WeWork's financial struggles have been widely known for years and are partly attributed to former CEO Adam Neumann's decisions

WeWork has officially announced that it will declare bankruptcy. Despite facing significant financial challenges, the company has not lost its commitment to offering flexible office spaces in the future.

On November 6, the firm declared that it would undertake a comprehensive reorganisation to strengthen its capital structure and financial performance, with the aim of positioning the company for future success.

WeWork’s financial struggles have been widely known for years and are partly attributed to former CEO Adam Neumann’s decisions.

The company, which was once valued at $47 billion and backed by SoftBank Group, failed to go public, and as a result, its valuation diminished significantly.

According to reports from Reuters, WeWork had net long-term debt of $2.9 billion in June 2023, and more than $13 billion in long-term leases.

In its latest announcement, WeWork said, “WeWork will further rationalise its commercial office lease portfolio while focusing on business continuity and delivering best-in-class services to its members, as global operations are expected to continue as usual.”

The company has filed for protection under Chapter 11 of the US Bankruptcy Code. However, the company clarified that its locations outside of the U.S. and Canada are not included in the process. Similarly, the company’s franchisees around the world are not affected by these proceedings.

The current CEO, David Tolley, has acknowledged the previous poor decisions and said that it is now time for the company to aggressively address its legacy leases and significantly improve its balance sheet.

Although the office spaces remain open and operational, it is uncertain what the future holds for WeWork and how its office space portfolio may change. Nevertheless, customers should remain largely unaffected.

==*==

#### PROBLEMS
- a) According to the article on WeWork's bankruptcy, what was WeWork's net long-term debt in June 2023?
- b) Rewrite the portion of the article on WeWork's bankruptcy starting with "WeWork has officially" and going on through "in long-term leases.", putting "restructuring" in place of "reorganisation".
- c) Translate this sentence from the article on WeWork's bankruptcy into Spanish: "Similarly, the company’s franchisees around the world are not affected by these proceedings."

#### SOURCE MATERIAL
==*==

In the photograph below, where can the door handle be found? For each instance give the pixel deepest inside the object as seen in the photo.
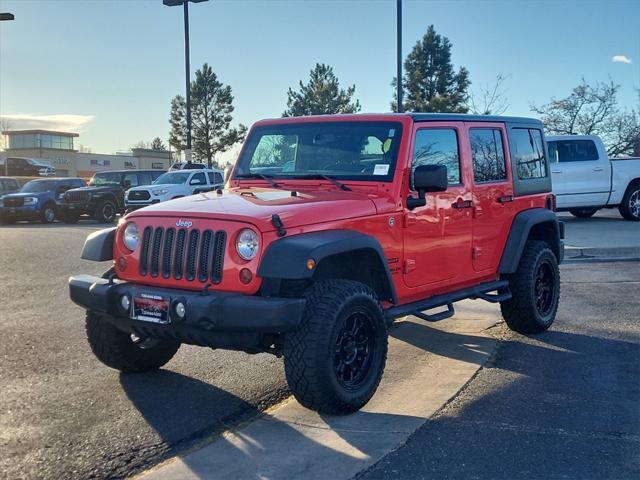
(460, 204)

==*==

#### CORRECT ANSWERS
- a) $2.9 billion

- b)
WeWork has officially announced that it will declare bankruptcy. Despite facing significant financial challenges, the company has not lost its commitment to offering flexible office spaces in the future.

On November 6, the firm declared that it would undertake a comprehensive restructuring to strengthen its capital structure and financial performance, with the aim of positioning the company for future success.

WeWork’s financial struggles have been widely known for years and are partly attributed to former CEO Adam Neumann’s decisions.

The company, which was once valued at $47 billion and backed by SoftBank Group, failed to go public, and as a result, its valuation diminished significantly.

According to reports from Reuters, WeWork had net long-term debt of $2.9 billion in June 2023, and more than $13 billion in long-term leases.

- c) Del mismo modo, los franquiciados de la empresa en todo el mundo no se ven afectados por estos procedimientos.